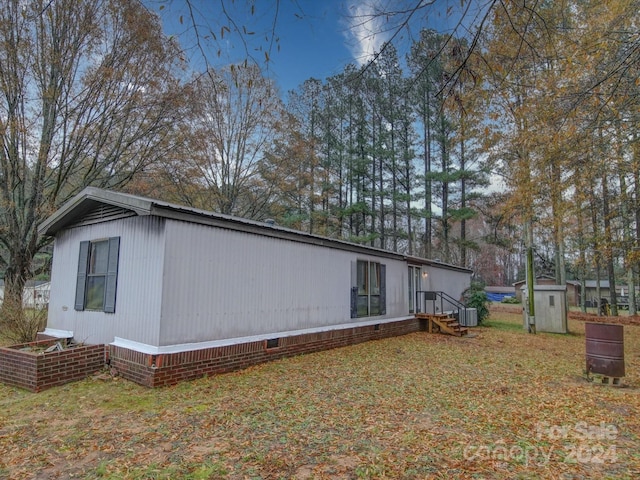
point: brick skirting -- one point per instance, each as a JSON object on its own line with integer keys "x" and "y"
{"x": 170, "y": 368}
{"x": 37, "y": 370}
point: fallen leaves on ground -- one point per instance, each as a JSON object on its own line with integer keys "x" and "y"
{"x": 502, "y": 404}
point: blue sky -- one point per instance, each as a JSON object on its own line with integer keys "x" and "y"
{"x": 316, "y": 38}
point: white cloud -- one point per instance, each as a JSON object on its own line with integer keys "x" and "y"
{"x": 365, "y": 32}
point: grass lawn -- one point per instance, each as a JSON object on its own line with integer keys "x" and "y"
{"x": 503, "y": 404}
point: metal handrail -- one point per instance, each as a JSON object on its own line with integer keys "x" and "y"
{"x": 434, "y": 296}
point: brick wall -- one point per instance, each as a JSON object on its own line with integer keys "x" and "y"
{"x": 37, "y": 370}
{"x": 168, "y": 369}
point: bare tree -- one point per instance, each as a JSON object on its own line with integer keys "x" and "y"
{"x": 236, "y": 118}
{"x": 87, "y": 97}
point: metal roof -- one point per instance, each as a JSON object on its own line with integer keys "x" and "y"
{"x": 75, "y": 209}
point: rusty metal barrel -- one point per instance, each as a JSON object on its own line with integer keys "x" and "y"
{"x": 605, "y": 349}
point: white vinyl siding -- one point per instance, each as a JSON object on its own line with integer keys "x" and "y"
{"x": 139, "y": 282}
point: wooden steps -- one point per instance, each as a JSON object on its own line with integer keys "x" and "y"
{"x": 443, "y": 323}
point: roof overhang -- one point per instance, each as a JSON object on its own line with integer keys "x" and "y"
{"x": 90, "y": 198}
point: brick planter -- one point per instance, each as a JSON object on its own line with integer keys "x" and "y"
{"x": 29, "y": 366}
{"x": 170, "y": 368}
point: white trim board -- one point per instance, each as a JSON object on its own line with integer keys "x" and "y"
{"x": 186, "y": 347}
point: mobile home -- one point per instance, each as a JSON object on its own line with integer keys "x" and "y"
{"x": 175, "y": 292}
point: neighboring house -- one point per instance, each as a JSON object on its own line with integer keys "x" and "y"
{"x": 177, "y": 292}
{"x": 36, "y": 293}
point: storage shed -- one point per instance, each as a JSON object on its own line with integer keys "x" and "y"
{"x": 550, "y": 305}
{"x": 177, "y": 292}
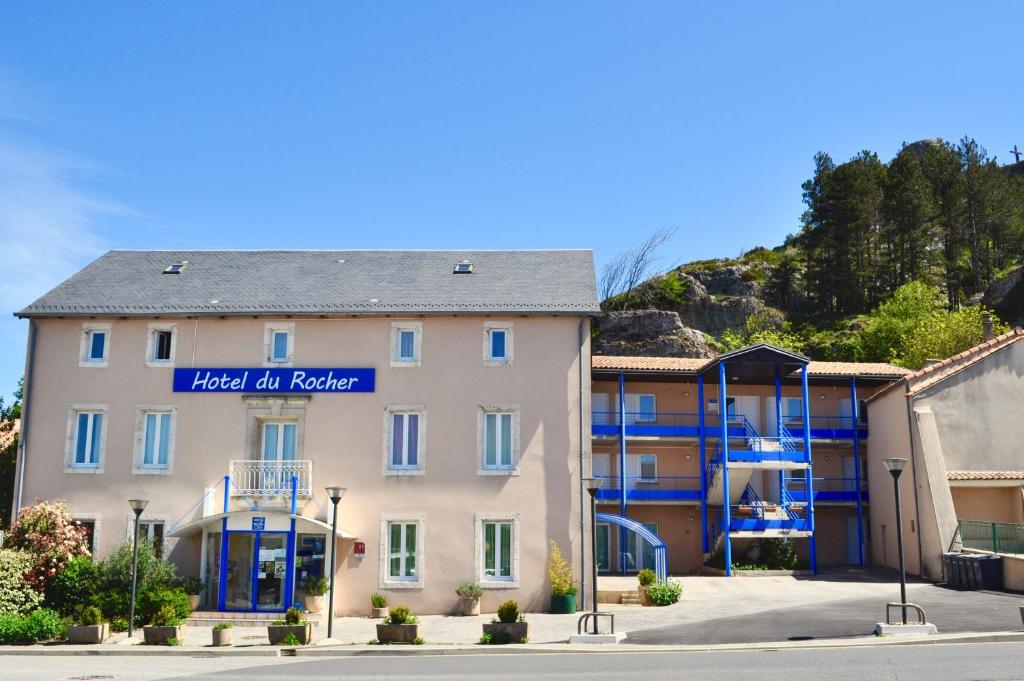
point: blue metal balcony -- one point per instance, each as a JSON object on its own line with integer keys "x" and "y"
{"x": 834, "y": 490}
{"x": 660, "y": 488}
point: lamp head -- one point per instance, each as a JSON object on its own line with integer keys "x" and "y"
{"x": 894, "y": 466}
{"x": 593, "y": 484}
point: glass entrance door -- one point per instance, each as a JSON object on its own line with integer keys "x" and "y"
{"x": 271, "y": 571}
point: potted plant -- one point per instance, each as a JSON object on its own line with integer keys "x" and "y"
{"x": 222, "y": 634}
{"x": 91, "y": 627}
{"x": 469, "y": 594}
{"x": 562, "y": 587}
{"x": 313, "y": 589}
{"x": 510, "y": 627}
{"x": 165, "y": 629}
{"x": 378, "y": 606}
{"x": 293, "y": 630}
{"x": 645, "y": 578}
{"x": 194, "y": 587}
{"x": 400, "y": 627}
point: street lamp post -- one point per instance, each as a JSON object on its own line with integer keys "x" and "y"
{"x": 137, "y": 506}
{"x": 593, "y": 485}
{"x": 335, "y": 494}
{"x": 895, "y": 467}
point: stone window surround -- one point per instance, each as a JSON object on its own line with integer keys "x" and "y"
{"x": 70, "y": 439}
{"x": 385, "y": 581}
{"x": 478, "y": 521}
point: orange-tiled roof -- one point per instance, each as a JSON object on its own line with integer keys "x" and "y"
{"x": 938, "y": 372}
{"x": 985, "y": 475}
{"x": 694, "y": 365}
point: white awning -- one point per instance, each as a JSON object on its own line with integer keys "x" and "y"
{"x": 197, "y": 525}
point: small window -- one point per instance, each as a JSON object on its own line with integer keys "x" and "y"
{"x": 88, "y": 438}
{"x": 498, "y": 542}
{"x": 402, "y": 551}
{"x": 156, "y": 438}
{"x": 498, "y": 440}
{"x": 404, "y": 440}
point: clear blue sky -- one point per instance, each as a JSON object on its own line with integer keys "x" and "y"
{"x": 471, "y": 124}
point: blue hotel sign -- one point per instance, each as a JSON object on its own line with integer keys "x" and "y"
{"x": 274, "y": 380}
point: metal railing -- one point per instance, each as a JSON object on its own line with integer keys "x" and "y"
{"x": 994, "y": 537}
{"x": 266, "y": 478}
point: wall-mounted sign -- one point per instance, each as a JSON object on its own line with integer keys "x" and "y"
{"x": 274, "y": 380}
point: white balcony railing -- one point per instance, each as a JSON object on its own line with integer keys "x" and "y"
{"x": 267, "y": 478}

◆ ◆ ◆ ◆ ◆ ◆ ◆

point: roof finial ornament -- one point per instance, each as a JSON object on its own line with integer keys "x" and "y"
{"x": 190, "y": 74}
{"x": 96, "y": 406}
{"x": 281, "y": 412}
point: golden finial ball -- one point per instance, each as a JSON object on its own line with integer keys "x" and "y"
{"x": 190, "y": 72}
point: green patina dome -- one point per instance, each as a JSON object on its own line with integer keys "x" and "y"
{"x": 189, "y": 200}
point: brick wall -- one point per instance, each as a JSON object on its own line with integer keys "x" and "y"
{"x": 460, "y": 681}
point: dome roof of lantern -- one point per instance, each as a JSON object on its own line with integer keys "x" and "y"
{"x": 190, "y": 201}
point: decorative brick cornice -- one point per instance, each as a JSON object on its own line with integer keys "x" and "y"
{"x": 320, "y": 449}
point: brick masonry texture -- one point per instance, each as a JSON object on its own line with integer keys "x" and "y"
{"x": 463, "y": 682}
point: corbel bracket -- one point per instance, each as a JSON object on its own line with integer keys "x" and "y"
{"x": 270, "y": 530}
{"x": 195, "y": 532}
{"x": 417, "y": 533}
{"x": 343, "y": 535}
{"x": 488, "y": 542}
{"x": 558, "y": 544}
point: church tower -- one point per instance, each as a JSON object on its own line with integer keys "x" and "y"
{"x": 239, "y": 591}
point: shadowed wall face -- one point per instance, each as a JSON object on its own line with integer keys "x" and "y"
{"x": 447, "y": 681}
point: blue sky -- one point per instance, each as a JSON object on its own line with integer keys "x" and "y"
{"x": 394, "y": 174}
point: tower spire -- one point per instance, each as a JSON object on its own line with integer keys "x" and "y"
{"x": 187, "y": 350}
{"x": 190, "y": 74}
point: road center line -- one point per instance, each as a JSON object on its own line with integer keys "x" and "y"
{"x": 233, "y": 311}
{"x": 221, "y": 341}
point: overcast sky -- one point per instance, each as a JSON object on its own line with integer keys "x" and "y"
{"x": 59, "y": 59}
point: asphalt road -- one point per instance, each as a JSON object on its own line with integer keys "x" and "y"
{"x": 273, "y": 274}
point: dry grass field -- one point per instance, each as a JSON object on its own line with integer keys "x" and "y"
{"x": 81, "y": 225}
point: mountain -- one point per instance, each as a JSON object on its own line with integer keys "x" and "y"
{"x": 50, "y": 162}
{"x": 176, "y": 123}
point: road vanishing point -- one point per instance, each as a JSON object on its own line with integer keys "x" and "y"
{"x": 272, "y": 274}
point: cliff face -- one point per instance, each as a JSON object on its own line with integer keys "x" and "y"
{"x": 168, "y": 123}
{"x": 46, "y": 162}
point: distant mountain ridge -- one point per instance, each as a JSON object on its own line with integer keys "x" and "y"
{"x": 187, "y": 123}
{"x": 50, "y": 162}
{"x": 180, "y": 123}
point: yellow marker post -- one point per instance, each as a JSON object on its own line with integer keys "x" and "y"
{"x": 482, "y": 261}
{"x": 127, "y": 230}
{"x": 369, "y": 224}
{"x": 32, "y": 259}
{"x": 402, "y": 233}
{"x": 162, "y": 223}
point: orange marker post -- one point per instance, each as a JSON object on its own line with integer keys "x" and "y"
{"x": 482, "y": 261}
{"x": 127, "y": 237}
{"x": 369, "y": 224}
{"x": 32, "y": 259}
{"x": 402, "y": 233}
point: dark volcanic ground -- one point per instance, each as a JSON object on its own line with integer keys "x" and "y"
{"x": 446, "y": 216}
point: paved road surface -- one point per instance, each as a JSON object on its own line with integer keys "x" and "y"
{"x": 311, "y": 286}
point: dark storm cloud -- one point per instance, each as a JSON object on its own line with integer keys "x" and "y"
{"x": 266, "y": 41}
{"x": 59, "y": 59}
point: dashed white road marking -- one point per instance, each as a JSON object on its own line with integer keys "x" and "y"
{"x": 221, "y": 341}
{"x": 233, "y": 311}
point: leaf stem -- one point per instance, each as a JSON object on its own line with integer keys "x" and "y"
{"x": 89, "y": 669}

◆ ◆ ◆ ◆ ◆ ◆ ◆

* _Request_
Identify and copy every line in the two blocks above that contains the word "window".

* _Task result_
point: stone window surround -- one point per instance, each as a JSON object on its own line with integer keys "x" and "y"
point: small window -- one point per instance, each as a JSON object on its own line with integer keys "x" and "y"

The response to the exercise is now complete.